* QUOTED TEXT:
I'm not sure that's the case. It only updates content and protocol filters (i.e.
the ones tied to the request_rec), but it doesn't touch connection filters. I
reckon we should do the above for internal redirects as well. That is, if I
really understand what internal redirects are in the first place :-)

> The only potential problem I forsee is whether the input bytes could
> be logged on one request, and the output on another.  Therefore, we
> might want to walk r->prev and add the totals to get our real bytes
> read and sent.  Oooh, internal_internal_redirect copies the
> r->read_length to the new request, so I think we're fine.

I'll try to test that by using some funcionality that depends on
internal_internal_redirect. From what I see in internal_internal_redirect, the
new->notes gets created afresh, so whatever I put in r->notes is going to get
lost. Big dramas! Looks like we'll *have to* introduce r->bytes_in and
r->bytes_out if we want this to work at all...

This would, of course, require yet another MMN bump... And it would require
revisiting all of the code that deals with copying request (e.g.
internal_internal_redirect) and then making sure that those fields are copied as
well. It also might make a lot of people upset... :-( On the other hand, it's
going to make mod_logio.c almost trivial and probably faster.

* SET PROBLEM A: Reproduce the entries verbatim, beginning with the line that contains "plaid checked coat." and continuing through the final line of the entries.
* SET PROBLEM B: Continue the excerpt about byte counting for mod_logio across internal redirects, picking up after its final sentence.

Named object pointing entries
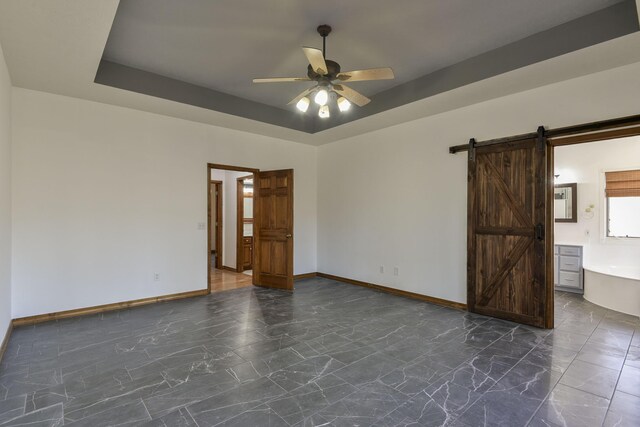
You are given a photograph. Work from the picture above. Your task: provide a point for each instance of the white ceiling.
(56, 46)
(224, 44)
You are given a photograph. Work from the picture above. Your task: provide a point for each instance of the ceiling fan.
(328, 77)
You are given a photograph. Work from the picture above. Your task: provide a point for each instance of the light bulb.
(303, 104)
(343, 104)
(321, 97)
(323, 112)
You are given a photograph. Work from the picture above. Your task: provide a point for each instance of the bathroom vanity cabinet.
(568, 273)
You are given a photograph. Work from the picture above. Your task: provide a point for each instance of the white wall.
(105, 196)
(5, 197)
(396, 197)
(585, 164)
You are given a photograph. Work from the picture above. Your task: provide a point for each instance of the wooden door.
(247, 253)
(215, 221)
(508, 225)
(273, 195)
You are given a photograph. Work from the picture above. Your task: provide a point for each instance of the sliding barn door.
(274, 227)
(508, 227)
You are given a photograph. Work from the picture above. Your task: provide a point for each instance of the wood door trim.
(256, 239)
(232, 168)
(239, 224)
(218, 226)
(398, 292)
(240, 221)
(39, 318)
(5, 341)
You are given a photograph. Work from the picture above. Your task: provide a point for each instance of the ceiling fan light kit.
(329, 81)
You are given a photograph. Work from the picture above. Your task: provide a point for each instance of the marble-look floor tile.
(305, 372)
(257, 417)
(179, 418)
(366, 370)
(305, 401)
(51, 416)
(420, 410)
(363, 407)
(567, 406)
(629, 381)
(602, 355)
(327, 354)
(227, 405)
(591, 378)
(633, 357)
(623, 411)
(130, 414)
(12, 408)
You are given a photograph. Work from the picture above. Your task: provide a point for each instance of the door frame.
(217, 187)
(254, 171)
(240, 221)
(597, 131)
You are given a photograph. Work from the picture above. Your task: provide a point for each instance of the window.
(623, 203)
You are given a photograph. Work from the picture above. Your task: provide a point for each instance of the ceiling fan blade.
(316, 59)
(370, 74)
(354, 96)
(302, 95)
(282, 79)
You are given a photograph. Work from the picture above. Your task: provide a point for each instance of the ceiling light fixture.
(343, 104)
(323, 112)
(303, 104)
(330, 80)
(322, 96)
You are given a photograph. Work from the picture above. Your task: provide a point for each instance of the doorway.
(215, 222)
(250, 228)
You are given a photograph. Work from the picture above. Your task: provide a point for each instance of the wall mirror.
(566, 202)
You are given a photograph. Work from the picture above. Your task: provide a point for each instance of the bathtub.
(614, 287)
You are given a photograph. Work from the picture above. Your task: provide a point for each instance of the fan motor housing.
(333, 69)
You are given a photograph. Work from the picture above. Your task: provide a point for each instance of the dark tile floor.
(329, 354)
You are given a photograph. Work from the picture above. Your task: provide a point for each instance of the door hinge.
(472, 149)
(541, 142)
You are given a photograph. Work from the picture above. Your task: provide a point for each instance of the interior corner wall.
(104, 197)
(5, 198)
(397, 198)
(585, 164)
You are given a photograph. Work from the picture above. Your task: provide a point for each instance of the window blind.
(623, 183)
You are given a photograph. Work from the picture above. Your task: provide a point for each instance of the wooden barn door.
(274, 228)
(509, 232)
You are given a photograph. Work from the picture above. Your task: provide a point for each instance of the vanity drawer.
(569, 280)
(570, 250)
(569, 263)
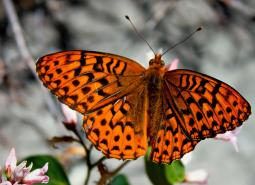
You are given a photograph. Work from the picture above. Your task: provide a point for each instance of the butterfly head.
(157, 62)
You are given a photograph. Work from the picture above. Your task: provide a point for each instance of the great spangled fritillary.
(126, 107)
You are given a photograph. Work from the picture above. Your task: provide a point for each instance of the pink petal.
(69, 114)
(37, 176)
(0, 174)
(21, 171)
(10, 163)
(197, 177)
(173, 65)
(5, 183)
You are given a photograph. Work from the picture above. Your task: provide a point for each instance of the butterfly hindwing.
(85, 80)
(171, 143)
(119, 129)
(204, 106)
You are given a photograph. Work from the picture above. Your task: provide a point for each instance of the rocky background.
(225, 49)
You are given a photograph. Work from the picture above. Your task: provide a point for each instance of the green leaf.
(155, 172)
(175, 172)
(55, 172)
(119, 180)
(164, 174)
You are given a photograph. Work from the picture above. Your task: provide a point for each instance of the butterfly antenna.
(137, 32)
(190, 35)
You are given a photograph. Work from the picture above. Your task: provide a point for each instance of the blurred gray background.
(225, 49)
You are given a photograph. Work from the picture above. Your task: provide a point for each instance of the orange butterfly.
(126, 107)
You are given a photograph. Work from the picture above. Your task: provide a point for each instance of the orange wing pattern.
(196, 107)
(85, 80)
(119, 129)
(98, 85)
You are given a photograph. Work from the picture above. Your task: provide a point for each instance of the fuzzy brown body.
(153, 80)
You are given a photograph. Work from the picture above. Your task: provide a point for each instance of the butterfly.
(127, 108)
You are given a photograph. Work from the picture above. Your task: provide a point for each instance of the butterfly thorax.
(153, 79)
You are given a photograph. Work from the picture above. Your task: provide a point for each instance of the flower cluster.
(21, 174)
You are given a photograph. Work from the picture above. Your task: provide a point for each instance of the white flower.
(197, 177)
(69, 115)
(230, 136)
(21, 175)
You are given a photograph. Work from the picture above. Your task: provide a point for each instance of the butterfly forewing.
(105, 88)
(87, 80)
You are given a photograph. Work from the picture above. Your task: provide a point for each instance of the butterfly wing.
(197, 106)
(119, 129)
(85, 80)
(105, 88)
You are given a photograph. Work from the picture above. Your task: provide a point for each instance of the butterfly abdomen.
(154, 85)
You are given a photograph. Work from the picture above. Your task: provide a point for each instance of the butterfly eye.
(151, 62)
(162, 63)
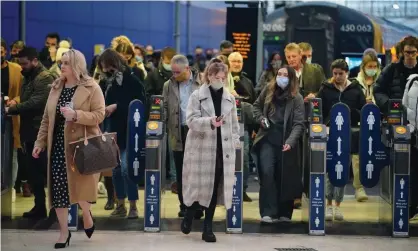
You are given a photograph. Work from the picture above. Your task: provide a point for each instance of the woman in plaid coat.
(209, 158)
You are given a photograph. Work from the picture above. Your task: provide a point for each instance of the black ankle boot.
(186, 224)
(208, 234)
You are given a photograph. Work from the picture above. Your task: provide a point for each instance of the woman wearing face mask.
(339, 89)
(122, 87)
(280, 112)
(209, 155)
(267, 76)
(369, 72)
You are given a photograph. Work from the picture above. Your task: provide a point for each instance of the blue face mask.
(282, 82)
(139, 59)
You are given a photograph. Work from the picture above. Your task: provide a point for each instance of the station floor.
(17, 240)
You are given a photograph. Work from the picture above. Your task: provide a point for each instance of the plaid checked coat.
(200, 150)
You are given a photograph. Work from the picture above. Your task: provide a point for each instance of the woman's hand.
(286, 147)
(109, 110)
(68, 113)
(36, 151)
(216, 123)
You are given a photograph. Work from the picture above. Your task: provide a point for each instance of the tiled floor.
(127, 241)
(353, 211)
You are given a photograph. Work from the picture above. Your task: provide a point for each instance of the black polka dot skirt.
(59, 183)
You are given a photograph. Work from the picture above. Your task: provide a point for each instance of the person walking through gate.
(62, 124)
(209, 157)
(280, 111)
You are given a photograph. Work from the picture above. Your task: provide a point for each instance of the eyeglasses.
(410, 52)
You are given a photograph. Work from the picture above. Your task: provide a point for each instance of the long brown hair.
(272, 85)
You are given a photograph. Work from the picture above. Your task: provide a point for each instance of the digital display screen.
(241, 30)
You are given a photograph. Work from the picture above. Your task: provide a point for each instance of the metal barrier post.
(154, 167)
(401, 167)
(373, 155)
(318, 148)
(234, 219)
(339, 145)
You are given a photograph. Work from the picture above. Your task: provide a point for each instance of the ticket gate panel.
(234, 215)
(154, 166)
(373, 154)
(136, 141)
(401, 167)
(339, 145)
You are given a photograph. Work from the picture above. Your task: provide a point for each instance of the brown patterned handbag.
(95, 154)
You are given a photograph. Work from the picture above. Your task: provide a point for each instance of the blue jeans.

* TASK RESPONSE A:
You are given a photograph. Work from the picture above. Your task: provide a point for each instance of the plaid checked coat.
(200, 150)
You are given a photograph. Work from the picture above. Your task: provide a point for each instance of the woman's hand.
(286, 147)
(109, 110)
(68, 113)
(36, 151)
(216, 123)
You are given a photograph. Work from the picture above. Your task: provide a point for each instance of the tiled floor.
(127, 241)
(353, 211)
You are given a photograph. Work from the picture above. Your task: provide a point for each instance of the black polka dot skirt.
(59, 183)
You are given a photograph. Work from the picture above. Your task: provide a point for each instance of the person walking through gate.
(62, 124)
(209, 157)
(280, 111)
You are given a photograph. Work from the picture above. Your task: provide a point for each instance of the eyeglasses.
(410, 52)
You are given a photograph. Work from the picture above. Your task: provide a point for each instance of the long brown hair.
(272, 85)
You are given a photograph. Work from the picture above. Your task: provide a point for each instance of the digital display screen.
(241, 30)
You are given a photograph. Work from the picture above. Your task: provide a point for each instance of the metal barrier post.
(154, 167)
(401, 167)
(373, 155)
(318, 148)
(234, 219)
(339, 145)
You are given a photograph. Work from the picture above. Your task: provide a point for each instance of the ticket gate panel.
(234, 215)
(154, 166)
(373, 154)
(136, 141)
(401, 167)
(339, 145)
You are given a photograph. Work from the picture above. Your task: provide a point for each instance of the brown patterned handbag.
(95, 154)
You are given a photograph. Work from the picture above. Your task: provide a point for each instance of the blue jeans.

* TASK RESPONSE B:
> For the logging case, I think this makes a lot of sense as it lets
> us simplify how we log.

I can verify that it is almost impossible to log the correct number of output
bytes (on the wire but per request) unless the requests are tied to connection
filters. Input bytes are different, because request based filters run after
connection based filters and we can always do what I was doing before (i.e.
store in c->notes and then copy into r->whatever). However, request based output
filters are already out of the way when connection based filters take over and
if f->r is NULL, it is not possible to store the number of bytes into the
request. So, the above patch and other neccessary additions would be essential
to achieve this.

Bojan

-------------------------------------------------
This mail sent through IMP: http://horde.org/imp/

Re: [PATCH]: Update request in connection based filters

Posted by Justin Erenkrantz <je...@apache.org>.
On Wed, Sep 18, 2002 at 07:36:00AM +1000, Bojan Smojver wrote:
> Justin,
> 
> After mucking around a bit with what you suggested, this seemed like the
> straightforward thing to do. Not sure how things would work on internal
> redirects etc. Can you please have a look. I'm sure it's naive, but so
> am I (for now :-)
> 
> Bojan

> --- httpd-2.0-vanilla/server/protocol.c	Fri Sep  6 16:01:19 2002
> +++ httpd-2.0/server/protocol.c	Wed Sep 18 07:32:37 2002
> @@ -895,6 +895,15 @@
>      r->connection      = conn;
>      r->server          = conn->base_server;
>  
> +    /* Update the request in connection filters */
> +    f = conn->input_filters;
> +    for (; f; f = f->next)
> +        f->r = r;
> +
> +    f = conn->output_filters;
> +    for (; f; f = f->next)
> +        f->r = r;
> +

Well, I'd do (plus the declaration of f in your later post):

for (f = conn->input_filters; f; f = f->next) {
   f->r = r;
}

for (f = conn->output_filters; f; f = f->next) {
   f->r = r;
}

Now, the question is whether anyone has any major qualms with this.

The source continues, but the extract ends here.